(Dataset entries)
━━━━━━━━━━━━━━━━

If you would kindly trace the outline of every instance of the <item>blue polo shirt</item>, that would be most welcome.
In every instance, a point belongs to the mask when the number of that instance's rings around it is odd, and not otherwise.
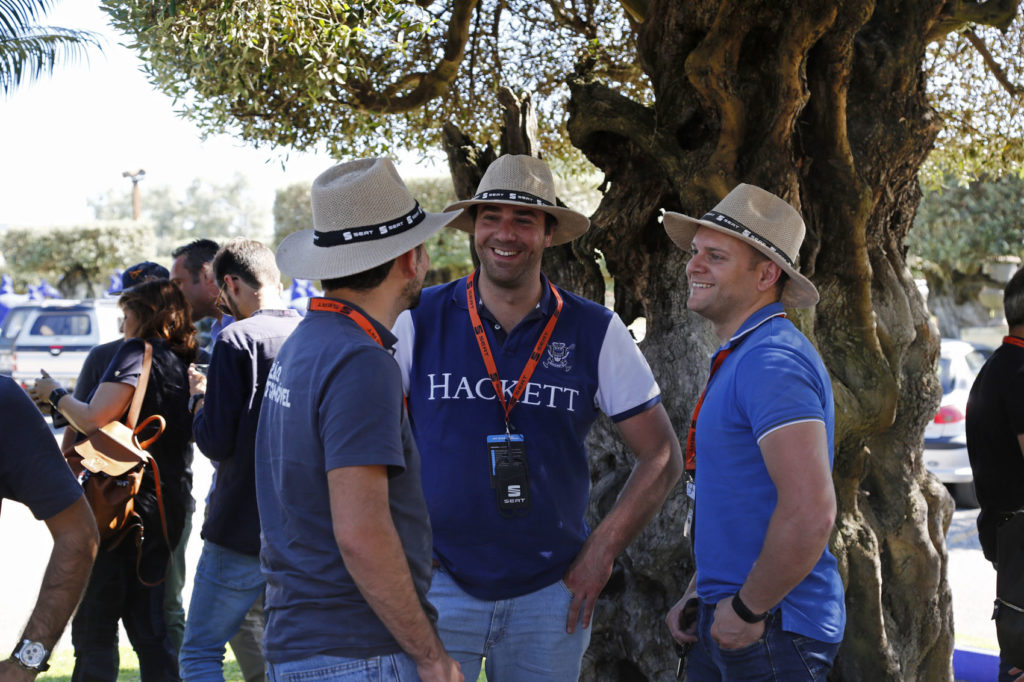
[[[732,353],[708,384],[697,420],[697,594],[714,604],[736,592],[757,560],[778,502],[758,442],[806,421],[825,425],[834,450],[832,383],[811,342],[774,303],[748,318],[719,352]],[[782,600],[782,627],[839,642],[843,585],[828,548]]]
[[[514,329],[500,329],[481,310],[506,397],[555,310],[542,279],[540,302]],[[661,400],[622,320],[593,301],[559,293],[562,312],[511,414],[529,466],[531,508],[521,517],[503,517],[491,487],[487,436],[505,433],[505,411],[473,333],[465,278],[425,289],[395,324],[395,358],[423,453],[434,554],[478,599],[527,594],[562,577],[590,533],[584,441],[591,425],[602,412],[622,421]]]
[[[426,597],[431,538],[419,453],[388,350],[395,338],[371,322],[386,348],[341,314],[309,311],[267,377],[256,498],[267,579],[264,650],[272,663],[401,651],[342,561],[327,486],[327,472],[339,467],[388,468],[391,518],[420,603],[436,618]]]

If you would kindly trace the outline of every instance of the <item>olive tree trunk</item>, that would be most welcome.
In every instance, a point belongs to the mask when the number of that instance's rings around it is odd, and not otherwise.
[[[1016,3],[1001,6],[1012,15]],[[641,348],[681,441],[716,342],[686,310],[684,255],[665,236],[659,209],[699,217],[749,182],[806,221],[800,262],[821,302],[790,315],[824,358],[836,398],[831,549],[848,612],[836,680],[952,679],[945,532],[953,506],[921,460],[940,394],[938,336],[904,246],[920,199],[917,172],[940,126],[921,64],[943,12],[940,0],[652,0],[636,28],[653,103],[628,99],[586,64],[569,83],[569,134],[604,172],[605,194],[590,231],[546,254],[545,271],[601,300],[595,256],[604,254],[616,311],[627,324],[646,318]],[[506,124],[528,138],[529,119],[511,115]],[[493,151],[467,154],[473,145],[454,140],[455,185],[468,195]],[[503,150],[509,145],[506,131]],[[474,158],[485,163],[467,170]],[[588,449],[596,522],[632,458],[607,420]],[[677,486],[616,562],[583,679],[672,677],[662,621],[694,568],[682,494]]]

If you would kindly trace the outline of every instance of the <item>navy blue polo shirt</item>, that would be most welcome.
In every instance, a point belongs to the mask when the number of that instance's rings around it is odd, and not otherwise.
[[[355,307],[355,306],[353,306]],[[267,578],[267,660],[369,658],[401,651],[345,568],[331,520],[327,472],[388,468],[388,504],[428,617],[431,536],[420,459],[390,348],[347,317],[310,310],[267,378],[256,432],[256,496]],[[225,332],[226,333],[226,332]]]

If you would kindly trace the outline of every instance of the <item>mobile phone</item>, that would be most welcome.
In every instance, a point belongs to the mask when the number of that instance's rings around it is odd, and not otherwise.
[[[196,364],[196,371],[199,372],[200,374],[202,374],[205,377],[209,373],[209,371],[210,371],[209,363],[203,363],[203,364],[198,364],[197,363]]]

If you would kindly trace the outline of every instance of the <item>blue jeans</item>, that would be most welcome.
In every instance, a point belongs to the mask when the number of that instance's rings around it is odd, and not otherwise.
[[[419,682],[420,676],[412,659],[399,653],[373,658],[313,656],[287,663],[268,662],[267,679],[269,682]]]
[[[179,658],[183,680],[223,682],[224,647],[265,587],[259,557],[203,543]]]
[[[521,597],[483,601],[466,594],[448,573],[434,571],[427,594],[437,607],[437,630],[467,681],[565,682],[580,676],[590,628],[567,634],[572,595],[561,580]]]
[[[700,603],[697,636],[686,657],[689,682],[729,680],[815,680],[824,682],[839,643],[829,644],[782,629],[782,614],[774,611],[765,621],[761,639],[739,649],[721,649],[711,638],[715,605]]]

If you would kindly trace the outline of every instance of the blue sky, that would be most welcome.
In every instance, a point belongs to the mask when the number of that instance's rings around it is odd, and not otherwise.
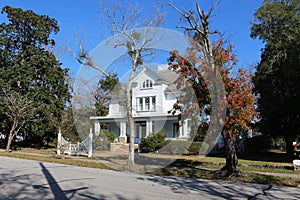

━━━━━━━━━━━━━━━━

Copy out all the data exactly. No images belong in the copy.

If you would kindly trace the outline of every instance of the <item>blue polo shirt</item>, that would be most welcome.
In every instance, a point belongs to the mask when the number of that instance's rings around it is odd, and not otherwise.
[[[732,353],[708,384],[697,420],[697,594],[714,604],[736,592],[757,560],[778,502],[758,442],[806,421],[825,425],[834,450],[832,383],[811,342],[774,303],[748,318],[719,352]],[[782,600],[782,627],[839,642],[843,585],[828,548]]]
[[[514,329],[500,329],[481,310],[506,397],[555,310],[542,279],[540,302]],[[661,400],[622,320],[593,301],[559,293],[562,312],[511,414],[529,466],[531,508],[521,517],[503,517],[491,487],[487,436],[505,433],[505,411],[473,333],[465,278],[425,289],[395,324],[395,358],[423,453],[434,554],[478,599],[527,594],[562,577],[590,533],[584,441],[591,425],[602,412],[622,421]]]
[[[426,597],[431,538],[419,453],[388,350],[395,338],[371,322],[386,348],[341,314],[309,311],[267,377],[256,498],[267,579],[264,650],[272,663],[401,651],[342,561],[327,486],[327,472],[339,467],[388,468],[391,518],[420,603],[436,618]]]

If you would kindly trace the outline of every instance of the <item>olive tree trunk</item>, that would be most welcome.
In every instance, a point belongs to the mask when the number of that instance's rings around it is odd, and not otherwise.
[[[1016,3],[1001,6],[1012,15]],[[641,348],[681,441],[716,342],[686,310],[684,255],[665,236],[659,209],[699,217],[749,182],[806,221],[800,262],[821,302],[790,315],[824,358],[836,398],[831,549],[848,612],[836,680],[952,679],[945,532],[953,506],[921,460],[940,394],[938,336],[904,246],[920,199],[917,172],[940,126],[921,64],[943,12],[940,0],[652,0],[636,28],[653,103],[628,99],[586,64],[569,83],[569,134],[604,172],[605,194],[590,231],[546,254],[545,271],[601,300],[595,256],[604,254],[616,311],[627,324],[646,318]],[[506,124],[528,138],[529,119],[511,115]],[[493,151],[467,154],[473,145],[454,140],[455,185],[468,195]],[[503,150],[509,145],[506,131]],[[474,158],[485,163],[467,170]],[[588,449],[596,522],[632,458],[607,420]],[[677,486],[616,562],[583,679],[672,677],[662,621],[694,568],[682,494]]]

If you would kindly trace the outline of every instance of the <item>navy blue polo shirt</item>, that would be most welcome.
In every instance, a point belongs to the mask when the number of that instance's rings around it is odd, and not otherwise.
[[[355,307],[355,306],[353,306]],[[267,578],[267,660],[369,658],[401,651],[345,568],[331,520],[327,472],[388,468],[388,504],[428,617],[431,536],[420,459],[390,348],[347,317],[310,310],[267,378],[256,432],[256,496]],[[225,332],[226,333],[226,332]]]

If you would kindly trace the outline of every instance of the <item>mobile phone</item>, that would be most welcome.
In every instance, a point belongs to the mask when the number of that instance's rings around it is odd, and not otherwise.
[[[196,364],[196,371],[199,372],[200,374],[202,374],[205,377],[209,373],[209,371],[210,371],[209,363],[203,363],[203,364],[198,364],[197,363]]]

If you would kindly trace the outline of every instance of the <item>blue jeans</item>, that would be most welcome.
In every instance, a point belongs to the mask when the number of that instance's rings around it is odd, and not otherwise.
[[[419,682],[420,676],[412,659],[399,653],[373,658],[313,656],[287,663],[268,662],[267,679],[269,682]]]
[[[179,658],[183,680],[223,682],[224,647],[265,587],[259,557],[203,543]]]
[[[521,597],[483,601],[466,594],[448,573],[434,571],[427,594],[437,607],[437,630],[467,681],[565,682],[580,676],[590,628],[567,634],[572,595],[561,580]]]
[[[700,603],[697,636],[686,657],[689,682],[729,680],[815,680],[824,682],[839,643],[829,644],[782,629],[782,614],[774,611],[765,621],[761,639],[739,649],[721,649],[711,638],[715,605]]]

If you would kindly trace the outline of every instance of the blue sky, that would be most welcome.
In every instance, a point belongs to the mask when the number of that instance's rings around it is odd, and not otherwise.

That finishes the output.